— ASSIGNMENT —
Every record below, from first to last: print it exactly as shown.

— MATERIAL SHOWN —

★ ★ ★ ★

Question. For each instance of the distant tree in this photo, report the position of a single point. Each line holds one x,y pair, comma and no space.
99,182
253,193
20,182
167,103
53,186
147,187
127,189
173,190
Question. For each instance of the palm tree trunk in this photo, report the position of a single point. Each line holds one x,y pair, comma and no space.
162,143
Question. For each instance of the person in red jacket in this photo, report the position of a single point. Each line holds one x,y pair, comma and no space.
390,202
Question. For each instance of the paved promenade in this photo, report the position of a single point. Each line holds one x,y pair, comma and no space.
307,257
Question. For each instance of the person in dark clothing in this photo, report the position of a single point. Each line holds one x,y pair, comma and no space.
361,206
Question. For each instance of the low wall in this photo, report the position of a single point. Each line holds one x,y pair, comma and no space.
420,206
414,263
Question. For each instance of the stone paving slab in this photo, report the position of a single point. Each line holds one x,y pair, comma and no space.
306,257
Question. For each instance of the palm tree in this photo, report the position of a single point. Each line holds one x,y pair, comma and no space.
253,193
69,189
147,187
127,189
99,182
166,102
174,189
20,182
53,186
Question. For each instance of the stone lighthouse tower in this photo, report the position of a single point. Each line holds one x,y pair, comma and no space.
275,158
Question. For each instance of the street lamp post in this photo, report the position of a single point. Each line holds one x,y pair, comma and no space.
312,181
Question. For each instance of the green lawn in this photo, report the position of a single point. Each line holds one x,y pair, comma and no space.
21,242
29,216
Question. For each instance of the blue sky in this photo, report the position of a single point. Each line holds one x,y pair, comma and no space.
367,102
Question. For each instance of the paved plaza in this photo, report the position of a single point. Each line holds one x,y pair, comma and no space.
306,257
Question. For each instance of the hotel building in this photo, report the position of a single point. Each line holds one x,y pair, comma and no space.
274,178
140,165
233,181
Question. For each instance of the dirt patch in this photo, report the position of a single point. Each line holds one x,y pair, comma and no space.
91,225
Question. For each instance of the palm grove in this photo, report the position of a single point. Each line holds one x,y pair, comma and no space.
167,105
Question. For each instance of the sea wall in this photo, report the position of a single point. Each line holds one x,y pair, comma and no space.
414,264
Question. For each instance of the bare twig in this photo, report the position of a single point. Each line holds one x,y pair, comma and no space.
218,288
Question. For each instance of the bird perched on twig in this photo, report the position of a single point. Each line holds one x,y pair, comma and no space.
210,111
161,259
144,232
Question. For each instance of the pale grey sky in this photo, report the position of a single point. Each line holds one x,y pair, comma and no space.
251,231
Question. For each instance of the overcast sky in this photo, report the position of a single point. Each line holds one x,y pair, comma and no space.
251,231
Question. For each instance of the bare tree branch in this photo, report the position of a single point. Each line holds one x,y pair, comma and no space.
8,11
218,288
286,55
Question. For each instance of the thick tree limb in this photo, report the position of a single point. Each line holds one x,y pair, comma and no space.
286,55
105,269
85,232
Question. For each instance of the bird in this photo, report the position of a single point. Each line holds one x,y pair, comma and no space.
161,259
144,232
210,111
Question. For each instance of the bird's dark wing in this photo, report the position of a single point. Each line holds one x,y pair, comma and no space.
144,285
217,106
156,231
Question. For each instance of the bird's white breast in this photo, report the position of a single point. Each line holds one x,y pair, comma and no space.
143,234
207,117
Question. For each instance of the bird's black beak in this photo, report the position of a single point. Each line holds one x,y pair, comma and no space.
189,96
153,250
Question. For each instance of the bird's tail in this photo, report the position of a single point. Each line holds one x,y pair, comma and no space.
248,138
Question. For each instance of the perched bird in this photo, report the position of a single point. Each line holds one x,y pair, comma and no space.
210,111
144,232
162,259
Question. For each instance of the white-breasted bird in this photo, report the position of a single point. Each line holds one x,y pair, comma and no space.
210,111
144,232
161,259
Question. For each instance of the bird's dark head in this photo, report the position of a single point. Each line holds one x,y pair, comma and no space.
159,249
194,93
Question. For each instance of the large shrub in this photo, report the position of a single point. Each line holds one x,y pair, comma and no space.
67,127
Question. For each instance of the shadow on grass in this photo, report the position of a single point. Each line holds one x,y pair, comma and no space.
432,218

★ ★ ★ ★

— ANSWER AREA —
Question. For each instance of the distant tree in this photo, report the position of a single point. Each line holds one x,y pair, comma and no space.
99,182
253,193
20,182
167,103
53,186
147,187
127,189
173,190
Question. For each instance of the palm tree trunk in this photo, report the position of a single point. Each line holds one x,y pair, comma and no space.
162,143
Question. For each instance of the person in red jacket in this photo, report the position of a single point. Each line holds one x,y pair, comma and no space.
390,202
Question. For each instance of the paved promenade in this photo, report the position of a single point. Each line holds one x,y pair, comma and no space.
307,257
Question. For each instance of the person in dark clothing in this photo, report the position of a single point. Each line holds one x,y pair, comma and no space.
361,206
Question. For each instance of the low wall in this photo, report the position of a single point. Each line holds one x,y pair, comma and no space.
420,206
414,263
Question. For each instance of the stone paving slab in this photo, report the position of a single point. Each line holds one x,y pair, comma and no space.
306,257
Question. For each instance of the palm tree in this photo, report the position of a single point. Each line holds one x,y pair, comma and no space.
253,193
69,189
147,187
127,189
99,182
166,102
174,189
20,182
53,186
Question. For each instance of the stone lighthouse tower in this photo, report the position of a single point. Each line holds one x,y pair, comma and no space.
275,158
Question. For each instance of the street lamp post in this photo, report the position of a single point. Each line holds one x,y pair, comma and no space.
312,181
Question. For each instance of the green lawn in this photo, report the position of a single point. Each line holds one x,y pair, comma and no space.
21,242
29,216
Question. For each instance of the blue sky in this photo, report the position of a single point. Each line holds one x,y pair, comma and no space.
367,102
Question. For each instance of the paved plaza in this photo, report the position of a single point. Each line holds one x,y pair, comma and no space.
306,257
Question. For each instance of the hotel building in this photo, report the position of a single point. Each line holds one x,y pair, comma and no space.
274,178
140,165
233,181
Question. For each instance of the dirt patch in this photo, report the position of a single point. Each line holds one x,y pair, comma and no space.
91,225
Question. For each instance of the palm grove in this photo, report the position of a single point. Each line holds one x,y pair, comma and no space.
167,105
Question. For each instance of the sea wall in this photo, report the position of a single point. Each line holds one x,y pair, comma and no space.
414,264
Question. For each instance of the bare twig in this photo, report the position of a single point. Each line holds one x,y pair, comma and no space.
218,288
Question. For each instance of the bird perched on twig in this photo, report the position of a single point. Each line holds one x,y pair, comma and no space.
210,111
161,259
144,232
Question. For each instance of the pale grey sky in this photo, report the position of a single point. Each line holds one x,y pair, comma and no space.
251,231
Question. For each instance of the overcast sky in this photo, report the position of a single point. Each line holds one x,y pair, comma and no space.
251,231
Question. For each instance of the bare tree branch in this photo, report the position of a single point. Each line holds one x,y pair, comma and no space.
8,11
218,288
286,55
Question. For each instance of the thick tree limb in this photo, report the position of a single point. Each line holds one x,y pair, comma and no space.
286,55
105,269
85,232
Question. For each instance of the bird in this photo, report the position of a single point. Each line holds one x,y pair, comma and no space.
161,259
144,232
210,111
Question. For each instance of the bird's dark wing in this photo, report the position of a single point. Each line holds one x,y pair, comma and no space.
144,285
217,106
156,231
Question. For each instance of the bird's white breast in this photo, report the position of a single point. Each line holds one x,y pair, comma and no space.
143,234
207,117
Question. For each instance of the bird's black beak in this photo, report the position of a single point. Each line holds one x,y pair, comma and no space.
189,96
153,250
Question. For each instance of the bird's tail in this photo, report the position of a single point. Each line holds one x,y pair, comma and no space.
248,138
Question. For each instance of the perched bird in this photo, report the position of a single point. Each line holds one x,y pair, comma and no space.
210,111
144,232
162,259
Question. For each instance of the white-breasted bird in this photo, report the position of a single point. Each line holds one x,y pair, comma and no space.
210,111
144,232
161,259
Question. For each instance of the bird's dark head in this photo, report the position of a single point. Each line holds one x,y pair, comma and no space.
159,249
194,93
Question. For each instance of the large shrub in this photo, report the position of a single point. Each line holds one x,y pair, comma and no space.
67,127
Question. For each instance of the shadow on grass in this photo, report the position of a single point. Each line holds one x,y pair, comma and no space.
432,218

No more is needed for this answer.